GIVEN EXERCISE » Copy the lines below word for word, starting with the line that contains "out the tiled" and going on through the line that contains "Target: tiled roof".

SUPPLIED RECORDS »
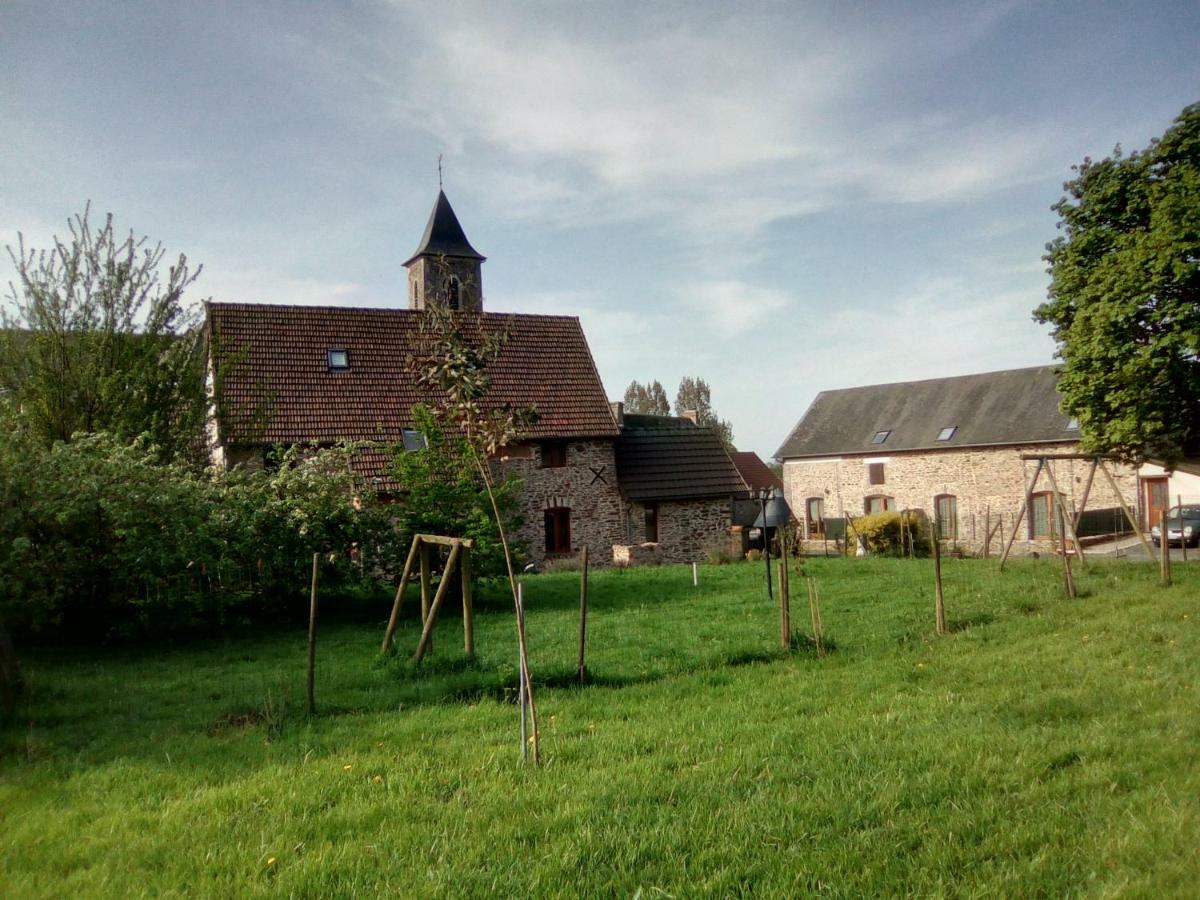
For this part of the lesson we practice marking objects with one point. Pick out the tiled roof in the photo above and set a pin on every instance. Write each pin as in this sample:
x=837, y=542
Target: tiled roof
* * *
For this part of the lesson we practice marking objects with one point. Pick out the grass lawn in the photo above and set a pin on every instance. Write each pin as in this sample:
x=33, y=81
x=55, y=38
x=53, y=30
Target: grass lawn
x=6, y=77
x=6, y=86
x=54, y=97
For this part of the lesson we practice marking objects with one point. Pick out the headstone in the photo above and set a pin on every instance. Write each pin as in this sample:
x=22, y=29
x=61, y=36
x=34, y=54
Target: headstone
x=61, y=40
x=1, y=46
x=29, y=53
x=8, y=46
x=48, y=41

ANSWER TO THIS EXERCISE »
For this part of the lesson we practice marking objects with one point. Pick out the tiled roof in the photo above and set a pin on every instance. Write each pin as in this sample:
x=837, y=542
Target: tiled roof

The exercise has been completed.